• [CONSIGNES]
a) Pour chacune des affirmations suivantes, répondez par oui ou par non selon qu'elle s'accorde ou non avec le texte source, et citez textuellement les mots qui tranchent : (i) les couples se sont regroupés il y a trente ans ; (ii) l'une des personnes citées se déclare catholique pratiquant ; (iii) l'une des personnes citées signale des tensions dans les deux familles.
b) Traduisez en anglais cette phrase du texte source : « Ils mettent leur expérience au service de ceux et celles qui frappent à leur porte. »

• [TEXTE SOURCE]
==================================================
Des couples de tous les âges ont pris l'initiative, voici déjà trente ans,
de se regrouper pour s'aider à résoudre les questions
que soulève la vie dans un foyer islamo chrétien.
Ils mettent leur expérience au service de ceux et celles qui frappent à leur porte.

Un réseau de familles

« Je vis depuis trois ans avec un Francais d'origine marocaine, et nous envisageons de nous marier. Nous sommes un peu perplexes face à tout ce que cela implique. Existe-il un groupe de parole sur la région lyonnaise ou l'on pourrait discuter, et surtout apprendre ? » « Je suis catholique non pratiquant et ma compagne est musulmane. Nous souhaitons officialiser notre union devant Dieu mais nous sommes dans l'interrogation totale quant à la licéité de notre union malgré un amour très fort l'un pour l'autre. » « Je suis catholique et mon fiancé musulman et cela entraîne beaucoup de tensions dans nos deux familles. »
==================================================
• [LISTE DES DONNÉES]
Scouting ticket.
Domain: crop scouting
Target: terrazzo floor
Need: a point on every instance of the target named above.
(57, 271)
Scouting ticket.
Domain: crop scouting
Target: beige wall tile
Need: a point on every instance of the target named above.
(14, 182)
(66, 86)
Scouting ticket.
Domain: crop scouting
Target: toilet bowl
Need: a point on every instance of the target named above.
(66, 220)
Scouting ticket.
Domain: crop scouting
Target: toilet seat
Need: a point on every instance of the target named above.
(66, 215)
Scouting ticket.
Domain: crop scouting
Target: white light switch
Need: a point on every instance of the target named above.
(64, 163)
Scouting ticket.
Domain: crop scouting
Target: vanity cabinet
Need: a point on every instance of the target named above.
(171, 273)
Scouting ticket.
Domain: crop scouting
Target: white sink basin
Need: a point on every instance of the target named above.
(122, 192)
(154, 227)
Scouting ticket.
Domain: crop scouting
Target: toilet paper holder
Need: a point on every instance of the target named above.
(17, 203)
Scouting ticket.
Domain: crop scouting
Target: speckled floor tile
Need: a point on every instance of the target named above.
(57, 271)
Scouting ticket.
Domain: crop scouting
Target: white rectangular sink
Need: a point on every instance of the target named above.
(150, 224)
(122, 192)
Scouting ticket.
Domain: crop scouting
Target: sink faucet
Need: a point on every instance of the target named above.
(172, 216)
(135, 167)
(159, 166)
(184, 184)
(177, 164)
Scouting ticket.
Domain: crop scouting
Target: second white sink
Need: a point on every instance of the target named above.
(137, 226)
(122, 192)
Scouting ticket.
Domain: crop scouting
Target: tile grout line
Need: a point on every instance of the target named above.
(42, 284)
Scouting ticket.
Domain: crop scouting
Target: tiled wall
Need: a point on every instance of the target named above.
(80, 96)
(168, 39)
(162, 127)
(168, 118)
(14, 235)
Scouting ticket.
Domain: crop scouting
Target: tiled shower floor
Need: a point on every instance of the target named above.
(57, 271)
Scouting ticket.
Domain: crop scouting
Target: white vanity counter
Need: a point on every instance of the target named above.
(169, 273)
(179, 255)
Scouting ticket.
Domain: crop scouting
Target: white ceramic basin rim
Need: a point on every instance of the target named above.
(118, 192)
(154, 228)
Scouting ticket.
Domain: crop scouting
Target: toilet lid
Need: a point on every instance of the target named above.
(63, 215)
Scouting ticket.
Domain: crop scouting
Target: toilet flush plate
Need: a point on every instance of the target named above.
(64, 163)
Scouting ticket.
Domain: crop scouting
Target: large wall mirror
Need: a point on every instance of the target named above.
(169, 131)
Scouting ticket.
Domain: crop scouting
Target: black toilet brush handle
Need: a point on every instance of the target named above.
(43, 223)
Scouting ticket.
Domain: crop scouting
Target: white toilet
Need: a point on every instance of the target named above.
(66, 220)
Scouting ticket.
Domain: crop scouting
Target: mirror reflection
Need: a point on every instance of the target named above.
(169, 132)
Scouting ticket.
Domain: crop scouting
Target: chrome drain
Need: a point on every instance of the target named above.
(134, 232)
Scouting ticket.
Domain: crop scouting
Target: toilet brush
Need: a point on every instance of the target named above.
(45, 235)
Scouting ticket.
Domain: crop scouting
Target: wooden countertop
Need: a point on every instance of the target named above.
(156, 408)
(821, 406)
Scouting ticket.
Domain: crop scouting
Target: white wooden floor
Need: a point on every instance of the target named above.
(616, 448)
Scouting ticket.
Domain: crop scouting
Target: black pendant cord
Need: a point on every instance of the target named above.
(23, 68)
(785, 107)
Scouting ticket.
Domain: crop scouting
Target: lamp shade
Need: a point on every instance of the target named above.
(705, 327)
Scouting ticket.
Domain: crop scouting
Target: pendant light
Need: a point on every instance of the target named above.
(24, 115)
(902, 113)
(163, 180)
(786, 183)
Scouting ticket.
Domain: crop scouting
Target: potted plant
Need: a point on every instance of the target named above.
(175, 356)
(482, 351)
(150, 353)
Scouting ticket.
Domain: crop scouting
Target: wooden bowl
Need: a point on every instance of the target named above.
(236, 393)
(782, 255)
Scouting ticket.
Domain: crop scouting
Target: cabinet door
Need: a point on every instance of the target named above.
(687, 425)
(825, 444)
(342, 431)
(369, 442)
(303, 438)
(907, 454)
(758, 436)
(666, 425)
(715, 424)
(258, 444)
==================================================
• [RÉPONSES PAR CONSIGNE]
a)
(i) Oui : « voici déjà trente ans ».
(ii) Non : « Je suis catholique non pratiquant ».
(iii) Oui : « cela entraîne beaucoup de tensions dans nos deux familles ».

b) They put their experience at the service of those who come knocking at their door.